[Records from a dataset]

____

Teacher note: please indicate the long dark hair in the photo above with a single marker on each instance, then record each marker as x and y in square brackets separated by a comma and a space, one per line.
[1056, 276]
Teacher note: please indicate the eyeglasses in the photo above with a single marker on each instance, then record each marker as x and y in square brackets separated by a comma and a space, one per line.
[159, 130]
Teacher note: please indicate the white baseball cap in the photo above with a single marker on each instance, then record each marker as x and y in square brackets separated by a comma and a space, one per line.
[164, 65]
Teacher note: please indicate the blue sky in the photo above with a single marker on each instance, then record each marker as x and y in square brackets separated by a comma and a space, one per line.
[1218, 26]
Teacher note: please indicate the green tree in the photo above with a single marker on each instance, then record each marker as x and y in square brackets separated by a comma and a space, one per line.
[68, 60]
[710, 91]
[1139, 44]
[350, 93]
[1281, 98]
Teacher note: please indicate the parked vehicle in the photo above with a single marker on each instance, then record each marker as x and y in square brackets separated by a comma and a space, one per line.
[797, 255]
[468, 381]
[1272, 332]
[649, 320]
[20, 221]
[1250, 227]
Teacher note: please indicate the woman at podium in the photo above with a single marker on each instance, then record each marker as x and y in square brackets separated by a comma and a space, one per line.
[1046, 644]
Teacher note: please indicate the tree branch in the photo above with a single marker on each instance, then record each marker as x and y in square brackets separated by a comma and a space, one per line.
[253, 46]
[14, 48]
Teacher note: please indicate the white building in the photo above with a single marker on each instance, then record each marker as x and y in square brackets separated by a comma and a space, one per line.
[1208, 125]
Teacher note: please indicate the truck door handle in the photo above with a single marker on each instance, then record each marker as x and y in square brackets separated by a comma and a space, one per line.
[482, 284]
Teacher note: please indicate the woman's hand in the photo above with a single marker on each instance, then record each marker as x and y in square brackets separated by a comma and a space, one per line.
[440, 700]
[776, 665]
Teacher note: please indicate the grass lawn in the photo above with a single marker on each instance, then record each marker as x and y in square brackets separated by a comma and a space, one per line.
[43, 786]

____

Reproduce all of the records above, substituting "single point" for each occurrence of "single marker". Leave every other part of the lines unchanged.

Teacher note: please indicate the long dark hair in the photo above with a single point on each instance, then record each marker as x and y in square brackets separated by a comma and a space, one per line.
[1056, 276]
Teacher note: please indicate the eyeglasses in the photo above with a single point on each instance, then record each marker as x and y in square brackets separated by a comma and a space, one per line.
[159, 130]
Teacher note: please indicate the white baseball cap in the photo above with a single point on each instance, then record each marker as x and y in square brackets separated by a comma and a space, one per line.
[164, 65]
Teacher note: please indicate the blue sky in the photo above with a single point on each instance, then record each marker as x and y in square brackets separated by a comma and a space, one per line.
[1218, 26]
Teacher note: please indicate the green tree in the photo above with a single point on each instance, then record each marker as x and y in square brackets separated by a comma and a space, one per line.
[68, 60]
[710, 91]
[1139, 44]
[350, 93]
[1281, 98]
Teacher note: please indicate the parked vehicle in the photo above with a single point on each instance, then record each marker as x and y in square brackets separated by a comma and a space, one per line.
[797, 255]
[468, 381]
[1272, 332]
[649, 320]
[20, 221]
[1250, 227]
Teacher note: please indicate the woman at podium in the photo above with a single point on each instance, then record each marker as x and y in square brackets separated by a comma and a space, one per line.
[1046, 644]
Teacher note: please indicate the tree branch in the photo above with a single point on each instance, then record each marker as x and y in square brackets separated by a comma and a space, one per line.
[253, 46]
[14, 48]
Teacher note: please indicate the white building in the photo above with a single point on each instance, then record each marker as x and y in square brackets separated by a comma and a space, one per line.
[1208, 125]
Teacher note: please indicate the truck door handle in the photo above with a single point on each instance, then record each marker as x and y in square brackets separated by a comma and a space, one per line.
[482, 284]
Teacher note: please indicate the woman's hand in the photo above with a single point on each instance, then record each marker as x and y in square brackets separated by a comma and a space, one per line.
[440, 700]
[776, 665]
Teacher note: please indicate the grass lawn in the photo above with a single point on each instance, then record each marker as x and y in square brackets separated by a comma and a space, one per line.
[43, 786]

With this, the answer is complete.